__Set task__
Below are entries to be transcribed exactly; exclude the pictures from the copy.

[start]

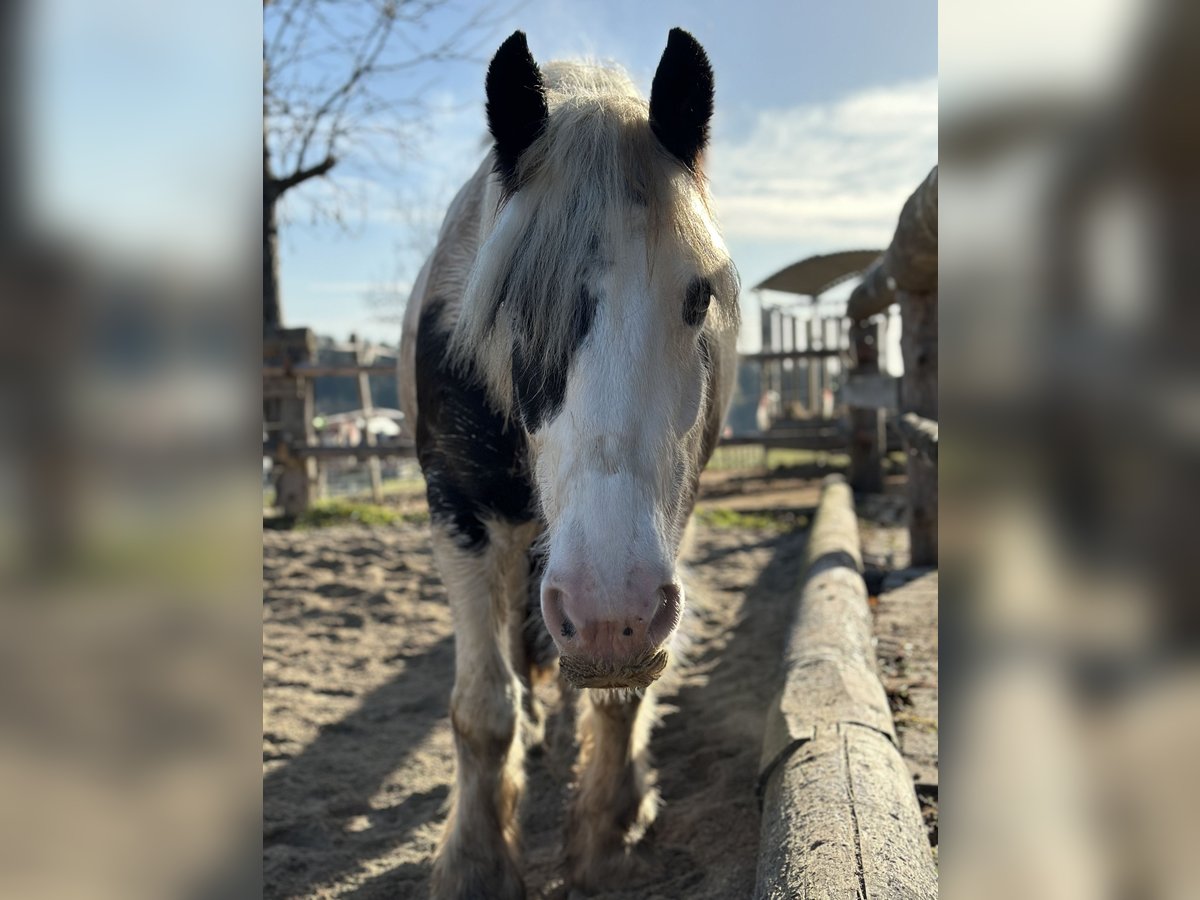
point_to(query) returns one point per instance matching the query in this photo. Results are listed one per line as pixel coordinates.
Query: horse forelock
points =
(529, 300)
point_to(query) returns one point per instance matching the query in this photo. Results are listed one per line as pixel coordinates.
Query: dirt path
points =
(358, 665)
(358, 760)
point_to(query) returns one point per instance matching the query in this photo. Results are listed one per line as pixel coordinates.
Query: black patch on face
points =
(475, 462)
(516, 105)
(539, 385)
(695, 305)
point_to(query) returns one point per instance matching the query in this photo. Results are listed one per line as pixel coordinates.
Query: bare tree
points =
(342, 79)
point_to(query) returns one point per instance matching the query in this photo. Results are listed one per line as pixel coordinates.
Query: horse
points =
(568, 357)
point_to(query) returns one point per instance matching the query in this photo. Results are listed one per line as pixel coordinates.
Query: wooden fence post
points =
(363, 354)
(868, 436)
(288, 409)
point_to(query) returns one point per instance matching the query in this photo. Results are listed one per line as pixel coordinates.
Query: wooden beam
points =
(839, 816)
(325, 371)
(789, 354)
(363, 357)
(911, 259)
(868, 436)
(919, 436)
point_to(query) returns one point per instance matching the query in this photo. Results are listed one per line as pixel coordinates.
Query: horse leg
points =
(479, 851)
(615, 799)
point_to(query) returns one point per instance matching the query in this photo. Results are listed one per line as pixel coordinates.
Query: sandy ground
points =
(357, 749)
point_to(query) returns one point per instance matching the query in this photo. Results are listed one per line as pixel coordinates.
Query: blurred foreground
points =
(1071, 378)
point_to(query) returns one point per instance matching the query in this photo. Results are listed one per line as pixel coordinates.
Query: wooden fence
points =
(905, 274)
(289, 367)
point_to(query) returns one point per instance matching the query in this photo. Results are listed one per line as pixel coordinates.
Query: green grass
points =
(779, 521)
(342, 511)
(750, 457)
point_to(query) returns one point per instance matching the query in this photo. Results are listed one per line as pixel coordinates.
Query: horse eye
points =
(695, 305)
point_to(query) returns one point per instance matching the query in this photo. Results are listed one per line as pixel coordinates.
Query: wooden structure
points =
(905, 274)
(839, 814)
(803, 352)
(289, 367)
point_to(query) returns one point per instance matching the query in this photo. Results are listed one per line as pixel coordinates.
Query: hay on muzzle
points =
(639, 672)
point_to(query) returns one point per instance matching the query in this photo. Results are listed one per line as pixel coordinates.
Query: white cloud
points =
(827, 177)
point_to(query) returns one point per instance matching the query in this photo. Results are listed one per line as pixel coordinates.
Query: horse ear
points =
(682, 97)
(516, 103)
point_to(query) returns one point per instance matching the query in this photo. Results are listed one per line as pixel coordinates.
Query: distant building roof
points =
(815, 275)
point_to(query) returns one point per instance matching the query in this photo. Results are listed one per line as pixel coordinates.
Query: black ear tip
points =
(515, 47)
(679, 41)
(516, 41)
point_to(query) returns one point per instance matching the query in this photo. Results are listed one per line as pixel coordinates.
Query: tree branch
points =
(276, 186)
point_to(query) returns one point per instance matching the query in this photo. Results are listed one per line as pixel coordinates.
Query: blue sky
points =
(826, 119)
(145, 129)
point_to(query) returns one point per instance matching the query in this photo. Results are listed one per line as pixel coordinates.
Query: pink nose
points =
(604, 629)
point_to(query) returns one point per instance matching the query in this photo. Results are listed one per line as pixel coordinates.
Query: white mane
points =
(595, 162)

[end]

__Output__
point_to(query) returns one point per instance matching the query in this photo. Results are listed one per line as pixel coordinates.
Query: horse forelock
points =
(529, 300)
point_to(query) returns one point per instance matching the query in this photo. Results are listed one per line as pixel coordinates.
Query: dirt path
points =
(358, 665)
(358, 760)
point_to(query) returns one point per instance matching the query in this photo. Results are listed one per line as pixel coordinates.
Query: black patch on face
points =
(475, 462)
(516, 105)
(539, 385)
(695, 305)
point_to(query) returns one point per instance matching the query in this photo. Results are listed one per line as pixel coordinates.
Query: bare tree
points =
(342, 79)
point_to(query) returns one point per instance matching the query in this photo. Results are listed one per line as pixel coordinates.
Query: horse
points =
(568, 357)
point_to(query) returns one point per instance matching the query in this photo. Results are listed one per line as pixel coordinates.
Query: wooden fence post
points =
(363, 354)
(868, 436)
(288, 409)
point_to(query) returns one point per instance matching the query in this photo. Results are listed one per line as pixel coordinates.
Query: wooden beam
points =
(839, 816)
(325, 371)
(789, 354)
(363, 357)
(911, 259)
(868, 436)
(919, 436)
point_to(query) returns one point per instance matching the query in this photo. Results are listed one per line as pixel coordinates.
Query: horse leg
points =
(479, 851)
(615, 799)
point_to(query) returns one point per instance matching the query in this photo. Results are listed one per line as pixel coordinates.
Query: sandy ground
points =
(357, 749)
point_to(query) returns one point per instance matching the query in this photo. Results are listed one per line as pixel coordinates.
Query: blurred foreground
points =
(1071, 378)
point_to(query) returns one point per instance matching the query in this photo. Results are listed one per line as pixel coordinates.
Query: wooden fence
points =
(905, 274)
(289, 367)
point_to(query) returns one point per instance matching the query in this photo. Results are listed one per line as pixel coordinates.
Query: green grass
points =
(779, 521)
(342, 511)
(750, 457)
point_to(query) returns one point per instance matching the query in this photo. Results are listed one per line as pixel coordinates.
Query: horse eye
points =
(695, 305)
point_to(query) returns one point per instance matching the query in this photo. Results are listed one per line as pixel coordinates.
Query: wooden structure
points =
(905, 274)
(839, 814)
(803, 352)
(289, 367)
point_to(query) returns one point per instance matching the query in this photo. Results are listed one per line as pixel coordinates.
Query: hay on muzzle
points =
(639, 672)
point_to(query) returns one point per instance matching the query in this photo. Results are listed one per line as pixel coordinates.
Query: white cloud
points =
(827, 177)
point_to(query) returns one point per instance matching the query in this photo. Results are listed one per line as pixel coordinates.
Query: horse ear
points =
(682, 97)
(516, 103)
point_to(query) returns one point per instance matching the query in this photo. Results are listed one per line as pixel coordinates.
Query: distant building roof
points =
(815, 275)
point_to(query) returns one point per instance matching the query in this photo. Results are listed one per line as pixel coordinates.
Query: black ear tip
points =
(515, 47)
(679, 41)
(516, 41)
point_to(query) returns one point per instance matching the query in this photo. Results are listed one per line as pixel coordinates.
Query: tree branch
points =
(276, 186)
point_to(query) returns one point per instance matching the query in this photo. Results are listed one per line as pixel coordinates.
Query: blue sky
points =
(826, 119)
(145, 129)
point_to(query) returns one point per instance matching the query in this photo. Results are listed one per line as pixel coordinates.
Query: pink nose
points =
(604, 629)
point_to(query) returns one point per instance matching the query in this photo. Results are listed one per line as pixel coordinates.
Query: white mane
points =
(595, 162)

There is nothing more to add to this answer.